:: Work item ::
Strip out the pictures and transcribe the records that follow exactly.
[Input — start]
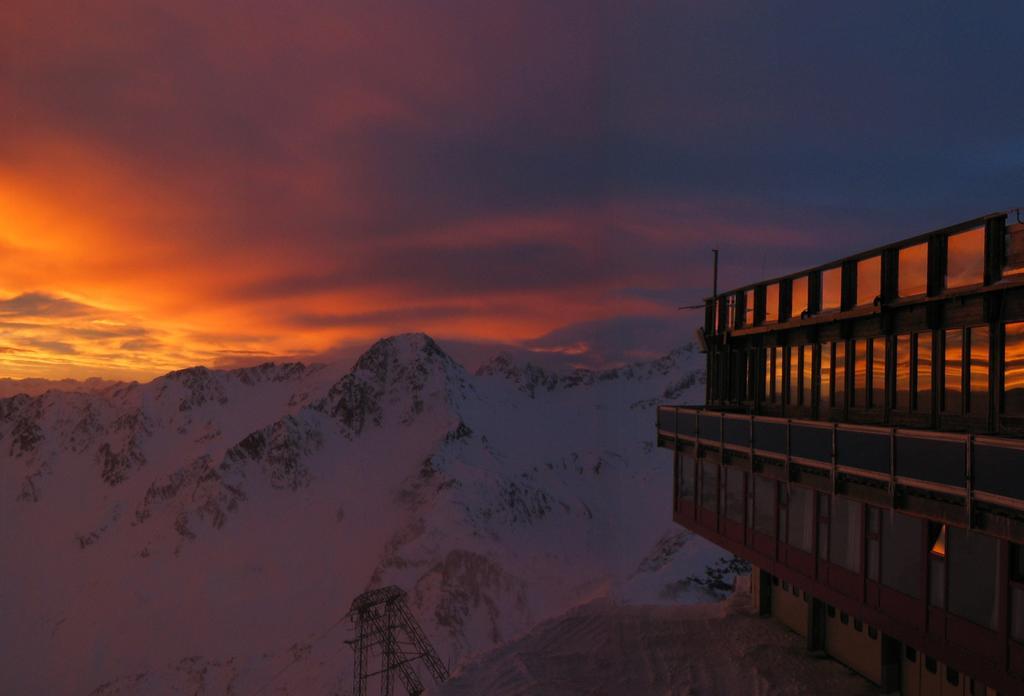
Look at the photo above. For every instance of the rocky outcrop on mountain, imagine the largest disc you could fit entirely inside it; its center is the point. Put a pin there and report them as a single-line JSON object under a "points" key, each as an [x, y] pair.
{"points": [[398, 376], [242, 510]]}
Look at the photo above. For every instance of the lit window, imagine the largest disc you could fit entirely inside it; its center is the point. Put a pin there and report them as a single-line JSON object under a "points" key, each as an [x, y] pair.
{"points": [[858, 357], [902, 395], [913, 270], [925, 371], [799, 297], [771, 302], [839, 388], [824, 385], [1014, 241], [794, 376], [878, 373], [808, 375], [978, 376], [779, 366], [1013, 361], [952, 375], [832, 289], [966, 258], [868, 279]]}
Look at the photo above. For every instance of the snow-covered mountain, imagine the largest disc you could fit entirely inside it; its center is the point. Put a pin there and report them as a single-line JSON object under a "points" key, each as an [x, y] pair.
{"points": [[206, 531]]}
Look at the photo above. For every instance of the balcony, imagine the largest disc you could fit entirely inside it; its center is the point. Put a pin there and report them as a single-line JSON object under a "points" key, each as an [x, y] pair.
{"points": [[964, 479]]}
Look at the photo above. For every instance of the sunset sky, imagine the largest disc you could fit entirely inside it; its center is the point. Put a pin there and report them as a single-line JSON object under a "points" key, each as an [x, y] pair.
{"points": [[229, 182]]}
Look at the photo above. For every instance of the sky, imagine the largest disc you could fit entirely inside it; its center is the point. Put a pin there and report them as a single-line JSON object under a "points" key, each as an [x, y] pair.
{"points": [[222, 183]]}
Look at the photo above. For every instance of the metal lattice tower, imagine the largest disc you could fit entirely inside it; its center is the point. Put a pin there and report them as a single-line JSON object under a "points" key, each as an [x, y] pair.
{"points": [[384, 625]]}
[Input — finish]
:: Answer section ::
Look at the photo above. For every instance of the rocky outcrop on mountain, imagine the largest disc you could fit entirely inside it; its center is the point. Put a pin there and report them as a single-line JSON object under a "points" key, each as an [x, y] pair.
{"points": [[398, 376], [242, 510]]}
Look at the photo above. For every instance of the lit window, imagine the largest disc you could fit entirely inside it; its center is the point. Put a pin there and report them as a single-line JSON object under a "points" key, each as an [x, y] pair.
{"points": [[858, 357], [902, 395], [913, 270], [925, 371], [799, 297], [771, 302], [839, 388], [824, 385], [1014, 241], [794, 376], [878, 373], [808, 375], [978, 376], [779, 366], [1013, 361], [952, 375], [832, 289], [966, 258], [868, 279]]}
Look at the photo above. For every instance of the snow-covered mountain, imagine the largest disc you could fit entirely inside it; its center is the point. Put a pin there and report them as a single-line JSON object under a "points" key, each as an [x, y] pair.
{"points": [[206, 531]]}
Look at the photo above. For every instance of the balcony, imagine the largest disc you could fit entirely inside it; its center is the point. Put a pin there and report them as a single-line JSON object under a "points" key, each as an [x, y] pair.
{"points": [[964, 479]]}
Look at the photo above. For every instance of the sunset sky, imagine the largest disc you could fit entirely inside it; its center is the point. Put a pin there and report them as a single-line JSON object under a "points" key, each as an [x, y] pair.
{"points": [[229, 182]]}
Look at the photo above. For every instance of the sky, imagine the largest disc you could fit entirely inside it; its center is the point. Put a pin there and report them as a single-line JSON object under a "points" key, each as an [x, y] pair.
{"points": [[222, 183]]}
Look at the photo above. For every instance of the metal lattice tower, imagine the largest disc you could fit entirely inside it; its center is the point. Put a pin there and report them as a single-line JSON object under a "points" key, each as an [x, y] pair.
{"points": [[384, 625]]}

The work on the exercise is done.